Reproduce the Holy Week passage below word for word, in full.

-- begin PASSAGE PROVIDED --

At the beginning of this holiest week of the Christian calendar, it is appropriate to harken back to the coming of Jesus into the world as a human infant. Mary’s affirmative response to the Father’s invitation given to her by the Angel Gabriel, opened the door long locked door to salvation history. Jesus, the Messiah, the Son of God, took flesh in Mary’s womb. And it is during this Holy Week that we remember and witness again, the culmination of Jesus’ mission, his suffering, his death, and his resurrection. All of this done out of a Divine Love so great that it overwhelms all the heavy weight of sin and death, forever.

-- end PASSAGE PROVIDED --
-- begin SUPPLIED ENTRIES --

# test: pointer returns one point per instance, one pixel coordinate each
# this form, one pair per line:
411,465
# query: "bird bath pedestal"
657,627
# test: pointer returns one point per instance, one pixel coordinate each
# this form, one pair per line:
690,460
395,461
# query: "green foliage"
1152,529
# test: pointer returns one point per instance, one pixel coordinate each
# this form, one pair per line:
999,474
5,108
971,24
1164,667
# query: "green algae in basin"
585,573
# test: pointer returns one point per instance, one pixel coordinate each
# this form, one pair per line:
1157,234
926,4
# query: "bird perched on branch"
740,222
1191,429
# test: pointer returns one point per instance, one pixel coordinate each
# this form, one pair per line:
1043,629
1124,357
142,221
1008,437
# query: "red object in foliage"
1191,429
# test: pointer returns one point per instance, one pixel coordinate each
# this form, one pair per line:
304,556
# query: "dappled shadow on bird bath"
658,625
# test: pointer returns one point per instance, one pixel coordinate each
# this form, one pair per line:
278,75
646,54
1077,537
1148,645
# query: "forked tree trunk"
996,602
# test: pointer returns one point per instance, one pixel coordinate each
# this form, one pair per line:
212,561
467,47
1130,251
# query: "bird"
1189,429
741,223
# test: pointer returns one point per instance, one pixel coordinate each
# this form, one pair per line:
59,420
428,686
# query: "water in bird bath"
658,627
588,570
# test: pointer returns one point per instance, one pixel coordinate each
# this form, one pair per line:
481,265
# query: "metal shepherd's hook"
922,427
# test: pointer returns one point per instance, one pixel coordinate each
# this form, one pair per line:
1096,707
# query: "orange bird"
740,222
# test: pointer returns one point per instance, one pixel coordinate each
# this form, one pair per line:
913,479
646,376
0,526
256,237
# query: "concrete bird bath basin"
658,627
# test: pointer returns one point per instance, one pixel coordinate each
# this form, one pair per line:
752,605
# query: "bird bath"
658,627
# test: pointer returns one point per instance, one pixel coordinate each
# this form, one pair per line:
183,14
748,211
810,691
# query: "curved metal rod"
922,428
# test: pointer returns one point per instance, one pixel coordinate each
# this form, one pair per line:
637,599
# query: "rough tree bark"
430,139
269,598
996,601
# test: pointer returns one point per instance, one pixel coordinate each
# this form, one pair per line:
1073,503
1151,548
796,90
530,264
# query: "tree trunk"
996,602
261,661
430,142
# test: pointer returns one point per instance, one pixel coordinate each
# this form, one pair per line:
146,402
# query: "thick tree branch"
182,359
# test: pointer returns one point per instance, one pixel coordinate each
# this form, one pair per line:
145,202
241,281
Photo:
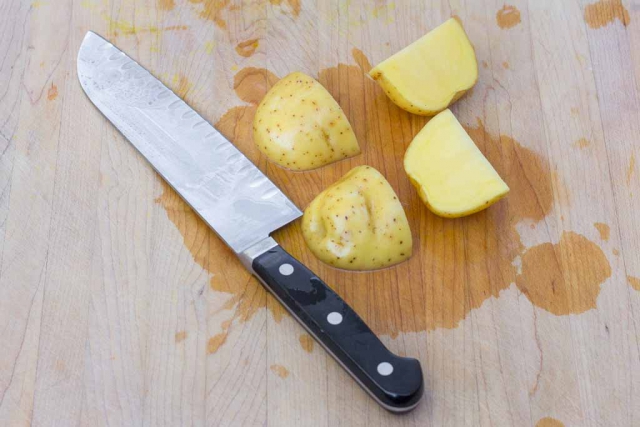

-- end SUPPLIED ENTRIES --

SOLUTION BELOW -
At the beginning of this holiest week of the Christian calendar, it is appropriate to harken back to the coming of Jesus into the world as a human infant. Mary’s affirmative response to the Father’s invitation given to her by the Angel Gabriel, opened the door long locked door to salvation history. Jesus, the Messiah, the Son of God, took flesh in Mary’s womb. And it is during this Holy Week that we remember and witness again, the culmination of Jesus’ mission, his suffering, his death, and his resurrection. All of this done out of a Divine Love so great that it overwhelms all the heavy weight of sin and death, forever.